## BEGIN
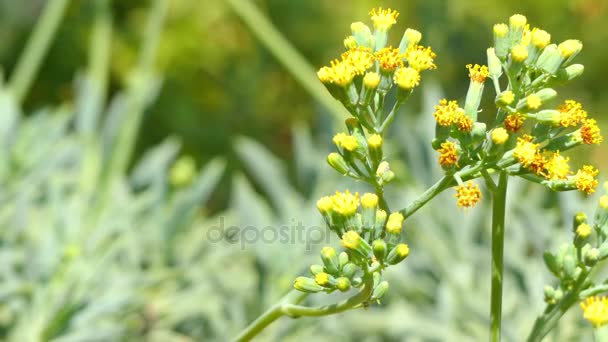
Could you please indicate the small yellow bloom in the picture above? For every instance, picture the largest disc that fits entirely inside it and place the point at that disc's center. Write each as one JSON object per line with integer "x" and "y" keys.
{"x": 569, "y": 47}
{"x": 514, "y": 122}
{"x": 448, "y": 154}
{"x": 394, "y": 223}
{"x": 571, "y": 113}
{"x": 585, "y": 179}
{"x": 412, "y": 36}
{"x": 325, "y": 204}
{"x": 369, "y": 200}
{"x": 406, "y": 78}
{"x": 446, "y": 112}
{"x": 347, "y": 142}
{"x": 420, "y": 58}
{"x": 595, "y": 310}
{"x": 557, "y": 167}
{"x": 583, "y": 230}
{"x": 518, "y": 21}
{"x": 540, "y": 38}
{"x": 322, "y": 278}
{"x": 533, "y": 101}
{"x": 525, "y": 151}
{"x": 478, "y": 73}
{"x": 519, "y": 53}
{"x": 604, "y": 202}
{"x": 383, "y": 19}
{"x": 351, "y": 240}
{"x": 499, "y": 136}
{"x": 359, "y": 58}
{"x": 389, "y": 59}
{"x": 501, "y": 30}
{"x": 350, "y": 42}
{"x": 371, "y": 80}
{"x": 468, "y": 195}
{"x": 374, "y": 141}
{"x": 590, "y": 132}
{"x": 345, "y": 203}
## END
• **REQUIREMENT**
Rewrite the records above without the pictures, replacing "small yellow bloom" with "small yellow flower" and leaving every other line unchanged.

• **FULL OUTPUT**
Could you please indicate the small yellow flower in the picture above? For every instance, picture the largest disc that fits entirely inside it and place the point at that disc's center. Write each as one JSON object per line with integer "x" and "y" keys.
{"x": 569, "y": 47}
{"x": 514, "y": 122}
{"x": 448, "y": 154}
{"x": 394, "y": 223}
{"x": 571, "y": 113}
{"x": 585, "y": 179}
{"x": 412, "y": 36}
{"x": 325, "y": 204}
{"x": 369, "y": 200}
{"x": 406, "y": 78}
{"x": 446, "y": 112}
{"x": 347, "y": 142}
{"x": 420, "y": 58}
{"x": 595, "y": 310}
{"x": 557, "y": 167}
{"x": 583, "y": 230}
{"x": 518, "y": 21}
{"x": 540, "y": 38}
{"x": 322, "y": 278}
{"x": 533, "y": 101}
{"x": 525, "y": 151}
{"x": 478, "y": 73}
{"x": 519, "y": 53}
{"x": 604, "y": 202}
{"x": 383, "y": 19}
{"x": 351, "y": 240}
{"x": 499, "y": 136}
{"x": 359, "y": 58}
{"x": 389, "y": 59}
{"x": 501, "y": 30}
{"x": 350, "y": 42}
{"x": 371, "y": 80}
{"x": 468, "y": 195}
{"x": 374, "y": 141}
{"x": 590, "y": 132}
{"x": 345, "y": 203}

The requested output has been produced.